**Task prompt**
Whenever a line of the data below holds the string "ground", copy that line.

#####

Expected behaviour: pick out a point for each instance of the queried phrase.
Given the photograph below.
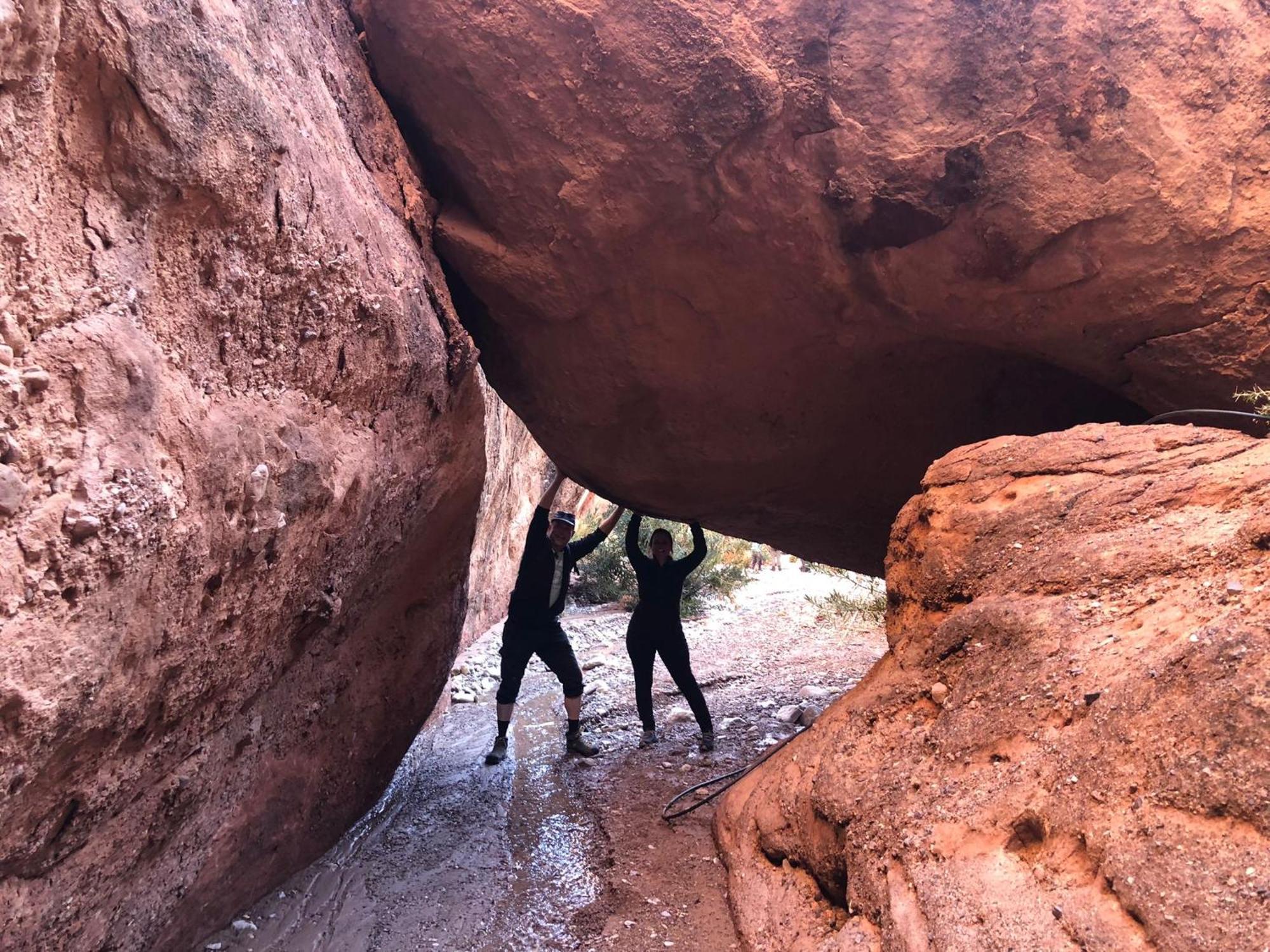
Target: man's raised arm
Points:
(549, 494)
(587, 545)
(699, 548)
(633, 540)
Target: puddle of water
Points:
(554, 840)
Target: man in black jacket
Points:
(533, 624)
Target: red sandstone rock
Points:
(515, 474)
(796, 251)
(239, 497)
(1098, 775)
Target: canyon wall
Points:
(760, 263)
(1065, 747)
(241, 459)
(516, 470)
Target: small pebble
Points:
(36, 380)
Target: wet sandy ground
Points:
(554, 852)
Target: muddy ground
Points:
(556, 852)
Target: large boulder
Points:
(241, 459)
(1066, 746)
(761, 263)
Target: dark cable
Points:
(731, 777)
(1244, 414)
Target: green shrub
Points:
(1258, 397)
(866, 602)
(606, 574)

#####

**Exercise result**
Target: wet sandy ground
Target: muddy ground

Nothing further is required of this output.